Work to complete:
1. In the PCOS text, why is infertility a common complaint among women with the condition? Answer in one to three sentences.
2. In the PCOS text, turn the paragraph that begins "Polycystic ovary syndrome, or PCOS, occurs" into a short list that keeps its main facts.
3. Write a continuation of the PCOS text, starting after its last sentence.

Reading passage:
━━━━━━━━━━━━━━━━

Polycystic Ovary Syndrome (PCOS)
Polycystic ovary syndrome, or PCOS, occurs in approximately 7 percent of the population. Common symptoms include abnormal menses, unwanted facial hair and acne. In severe cases, balding may occur. Because many women with PCOS do not ovulate on a regular basis, infertility is a common complaint.
Many women with PCOS also have trouble metabolizing sugar efficiently, and are prone to problems such as diabetes, high blood pressure and high cholesterol.
Current PCOS diagnostic criteria
Women with PCOS must have at least two of the following symptoms:
- Irregular menses or ovulation
- Visible evidence of increased male hormones (facial hair, acne) and/or elevated circulating male hormones.
- Ultrasound showing polycystic ovaries (increased number of egg follicles on the ovary).
Other conditions can mimic PCOS and must be excluded before a conclusive diagnosis can be made. These conditions include thyroid disease, hyperprolactinemia, congenital adrenal hyperplasia, hypogonadotropic hypogonadism, and ovarian or adrenal tumors.
On occasion, Cushing’s syndrome and acromegaly (excess growth hormone) should be investigated.

━━━━━━━━━━━━━━━━

Record set:
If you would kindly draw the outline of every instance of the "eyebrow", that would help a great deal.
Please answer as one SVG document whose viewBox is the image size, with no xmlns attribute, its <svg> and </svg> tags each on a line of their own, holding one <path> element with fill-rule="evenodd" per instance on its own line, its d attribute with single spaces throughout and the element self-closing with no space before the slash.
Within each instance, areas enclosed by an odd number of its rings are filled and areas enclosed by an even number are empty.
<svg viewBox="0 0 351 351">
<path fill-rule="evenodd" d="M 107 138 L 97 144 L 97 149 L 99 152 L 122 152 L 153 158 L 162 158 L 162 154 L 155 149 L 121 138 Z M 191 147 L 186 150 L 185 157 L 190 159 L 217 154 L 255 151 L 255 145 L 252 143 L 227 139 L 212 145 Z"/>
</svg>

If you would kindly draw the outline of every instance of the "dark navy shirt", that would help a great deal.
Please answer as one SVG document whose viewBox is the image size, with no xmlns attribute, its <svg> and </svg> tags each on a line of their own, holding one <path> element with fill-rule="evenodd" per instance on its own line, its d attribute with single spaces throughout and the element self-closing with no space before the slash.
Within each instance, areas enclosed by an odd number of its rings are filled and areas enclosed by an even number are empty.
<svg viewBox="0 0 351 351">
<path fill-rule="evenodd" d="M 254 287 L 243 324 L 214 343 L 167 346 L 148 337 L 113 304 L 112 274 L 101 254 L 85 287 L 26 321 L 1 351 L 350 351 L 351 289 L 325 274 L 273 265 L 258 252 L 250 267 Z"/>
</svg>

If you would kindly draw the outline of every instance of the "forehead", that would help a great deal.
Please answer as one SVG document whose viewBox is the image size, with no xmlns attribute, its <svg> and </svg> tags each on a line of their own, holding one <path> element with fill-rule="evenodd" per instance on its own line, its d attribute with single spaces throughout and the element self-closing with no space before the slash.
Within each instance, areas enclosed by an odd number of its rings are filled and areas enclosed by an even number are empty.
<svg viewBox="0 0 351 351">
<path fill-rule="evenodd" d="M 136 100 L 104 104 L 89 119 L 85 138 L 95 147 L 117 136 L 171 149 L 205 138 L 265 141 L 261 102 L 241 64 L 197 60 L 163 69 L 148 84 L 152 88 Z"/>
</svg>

━━━━━━━━━━━━━━━━

Exercise results:
1. Many women with PCOS do not ovulate on a regular basis, so infertility is a common complaint.

2.
- PCOS occurs in about 7 percent of the population.
- Common symptoms are abnormal menses, unwanted facial hair and acne.
- Balding may occur in severe cases.
- Infertility is a common complaint because many women with PCOS do not ovulate regularly.

3.
Treatment for PCOS can be highly varied and individualized, depending on a patient’s goals and symptoms. For women who hope to become pregnant, ovulation induction with medications such as clomiphene citrate is often effective.
Some women will not ovulate even with high doses of clomiphene citrate or other medicines taken by mouth. These women may require injections to induce ovulation.
For women who want to manage long-term complications of PCOS, it is essential to maintain a healthy diet and exercise routine. Birth control pills or other medications may help reduce male hormones and restore normal menses.
In some cases, medications to improve glucose (sugar) metabolism are helpful. If diabetes and/or hypercholesterolemia are diagnosed during evaluation, we strongly recommend close management by a primary care physician or endocrinologist.